Temperature Drop Effect on Plants

  • Temperature drops slowly: ice formation in the cell walls of leaves then cells dehydrate.
  • Temperature drops rapidly: ice crystals form within the cell without dehydration.

Cold Temperature Adaptations

  • Ice formation.
  • Frost hardening.
  • Deciduousness.

Functional Response

  • The relationship between prey density and predator consumption rate (type I, II, III).

Consumption Rate Dependence

  • Prey abundance per unit area (prey density).
  • Search efficiency for prey (search time).
  • Time to pursue, subdue, and ingest prey (handling time).

Type I Functional Response

  • Rarely observed.
  • Search time varies with prey density.
  • Handling time is constant but near zero (e.g., spiders).
  • Occurs if prey densities do not become high enough for satiation.
  • As prey density increases, encounter rates increase and search time decreases.
  • Search time is much greater than handling time.

Type II Functional Response

  • Most common type.
  • Search time varies with prey density.
  • Handling time is constant and consumption rate levels off at high prey densities.
  • To the left: as prey density increases, search time decreases (easier to find prey). Search time is much greater than handling time.
  • To the right: as prey density increases, search time is zero but handling time remains constant. Handling time is much greater than search time.

Type III Functional Response

  • Rarely observed.
  • Search time and handling time vary with prey density, consumption rate is lower at low prey densities.
  • At low prey density, search time and handling time increase.

→ Check your understanding
A) List the three factors that, according to the ecology notes, predator consumption rate depends on.
B) Carry on the ecology notes from where they stop.

→ Given information
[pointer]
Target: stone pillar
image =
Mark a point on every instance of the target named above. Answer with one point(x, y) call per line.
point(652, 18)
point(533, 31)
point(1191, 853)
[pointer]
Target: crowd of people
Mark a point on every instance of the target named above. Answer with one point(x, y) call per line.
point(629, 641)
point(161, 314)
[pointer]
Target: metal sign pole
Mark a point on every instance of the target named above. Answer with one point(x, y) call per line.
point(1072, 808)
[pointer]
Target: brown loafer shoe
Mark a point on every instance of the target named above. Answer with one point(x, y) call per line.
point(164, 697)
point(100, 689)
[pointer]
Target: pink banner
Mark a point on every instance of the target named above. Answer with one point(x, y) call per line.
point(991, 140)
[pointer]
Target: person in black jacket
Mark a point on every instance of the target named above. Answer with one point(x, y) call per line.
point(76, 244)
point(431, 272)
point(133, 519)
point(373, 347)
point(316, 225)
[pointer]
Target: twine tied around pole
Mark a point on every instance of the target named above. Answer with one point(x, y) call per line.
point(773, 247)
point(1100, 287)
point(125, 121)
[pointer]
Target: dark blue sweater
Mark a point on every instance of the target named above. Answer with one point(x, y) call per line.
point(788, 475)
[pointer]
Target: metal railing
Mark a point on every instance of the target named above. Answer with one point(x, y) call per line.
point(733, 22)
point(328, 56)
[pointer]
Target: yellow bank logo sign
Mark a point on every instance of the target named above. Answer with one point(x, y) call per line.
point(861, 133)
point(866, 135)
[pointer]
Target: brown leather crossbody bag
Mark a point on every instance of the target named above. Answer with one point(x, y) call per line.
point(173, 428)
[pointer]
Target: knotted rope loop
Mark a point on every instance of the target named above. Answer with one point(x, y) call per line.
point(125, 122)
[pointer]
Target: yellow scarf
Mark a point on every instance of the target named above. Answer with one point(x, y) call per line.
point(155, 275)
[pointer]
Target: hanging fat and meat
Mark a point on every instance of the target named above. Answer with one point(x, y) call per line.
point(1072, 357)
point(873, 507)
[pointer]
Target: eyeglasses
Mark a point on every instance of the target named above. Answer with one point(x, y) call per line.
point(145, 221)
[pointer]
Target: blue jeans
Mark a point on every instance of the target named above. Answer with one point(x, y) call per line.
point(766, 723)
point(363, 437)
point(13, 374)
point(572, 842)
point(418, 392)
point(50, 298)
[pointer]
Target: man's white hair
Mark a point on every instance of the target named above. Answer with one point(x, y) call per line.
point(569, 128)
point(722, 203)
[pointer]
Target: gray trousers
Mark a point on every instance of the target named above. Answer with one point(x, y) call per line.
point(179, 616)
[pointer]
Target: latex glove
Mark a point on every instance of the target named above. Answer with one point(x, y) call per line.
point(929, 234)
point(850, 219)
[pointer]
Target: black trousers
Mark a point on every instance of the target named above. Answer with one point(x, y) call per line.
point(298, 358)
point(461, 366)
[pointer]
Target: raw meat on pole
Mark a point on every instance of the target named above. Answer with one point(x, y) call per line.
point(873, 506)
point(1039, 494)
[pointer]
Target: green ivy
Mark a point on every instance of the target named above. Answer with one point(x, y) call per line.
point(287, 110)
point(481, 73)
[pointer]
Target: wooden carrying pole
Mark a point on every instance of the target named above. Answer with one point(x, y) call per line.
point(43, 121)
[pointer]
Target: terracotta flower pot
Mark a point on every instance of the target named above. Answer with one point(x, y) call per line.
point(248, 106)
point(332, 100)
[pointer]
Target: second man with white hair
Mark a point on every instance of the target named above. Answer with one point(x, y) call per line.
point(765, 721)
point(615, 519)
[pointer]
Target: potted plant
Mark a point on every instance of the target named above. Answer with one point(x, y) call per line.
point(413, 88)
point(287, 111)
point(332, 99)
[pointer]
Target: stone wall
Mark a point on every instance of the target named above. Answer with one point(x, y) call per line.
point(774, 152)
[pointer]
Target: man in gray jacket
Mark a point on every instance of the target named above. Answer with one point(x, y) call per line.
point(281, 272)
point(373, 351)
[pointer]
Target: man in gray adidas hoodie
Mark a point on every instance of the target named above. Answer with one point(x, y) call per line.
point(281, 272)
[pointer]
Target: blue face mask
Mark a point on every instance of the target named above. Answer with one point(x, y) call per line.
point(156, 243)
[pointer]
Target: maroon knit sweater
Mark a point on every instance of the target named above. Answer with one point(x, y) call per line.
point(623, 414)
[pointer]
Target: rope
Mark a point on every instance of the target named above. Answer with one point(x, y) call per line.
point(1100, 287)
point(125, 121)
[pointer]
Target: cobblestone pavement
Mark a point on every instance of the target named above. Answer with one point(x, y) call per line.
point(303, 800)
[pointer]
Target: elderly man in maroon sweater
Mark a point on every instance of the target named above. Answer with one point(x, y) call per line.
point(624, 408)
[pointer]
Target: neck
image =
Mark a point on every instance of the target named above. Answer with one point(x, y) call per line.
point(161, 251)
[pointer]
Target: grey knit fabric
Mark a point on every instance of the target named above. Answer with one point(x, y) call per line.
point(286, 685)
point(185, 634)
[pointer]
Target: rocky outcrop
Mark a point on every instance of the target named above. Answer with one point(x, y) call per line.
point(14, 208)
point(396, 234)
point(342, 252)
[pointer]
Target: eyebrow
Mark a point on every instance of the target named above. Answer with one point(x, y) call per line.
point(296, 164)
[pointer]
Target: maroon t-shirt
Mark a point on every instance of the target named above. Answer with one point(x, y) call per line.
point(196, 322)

→ Answers to the exercise
A) Prey abundance per unit area (prey density); search efficiency for prey (search time); time to pursue, subdue, and ingest prey (handling time).

B)
Specialist

  • An individual that takes one or a few prey types.
  • Energy lost searching is offset by consuming more profitable prey.
  • Handling time is much greater than searching time.

Generalist

  • An individual that takes many prey types.
  • Consume less profitable prey, resulting in low energy searching.
  • Searching time is much greater than handling time.

Preference

  • The proportion of a prey type in the diet is higher than in the environment.
  • Depends on the energy and nutritional content of prey (vitamins, minerals).

Foraging Theory

  • Goal: predict the optimal (or best) foraging strategy under certain conditions.
  • Assumptions:
    • Foraging behavior enhances fitness.
    • Animals maximize net energy gain (energy loss: searching and handling time; energy gain: consumption).

Intraspecific Competition

  • An interaction between individuals of the same species for a limited resource.
  • Results in reduced survival, growth, reproduction, and fitness.
  • Types: exploitation and interference.

Aggregative Response

  • Individuals balance attraction to high resource abundance.
  • Predators concentrate where prey density is high (due to high consumption rates).
  • Increased probability of competition, but only if prey is limited.

Competitive Interactions

  • Can lower consumption rates; the patch with the highest prey density is not always the best.

Exploitation (Scramble) Competition

  • An individual responds to a decreased level of a limited resource exploited by other individuals.
  • Individuals do not interact directly.

Interference (Contest) Competition

  • An individual prevents another from exploiting a limited resource within a portion of the habitat.
  • Individuals interact directly.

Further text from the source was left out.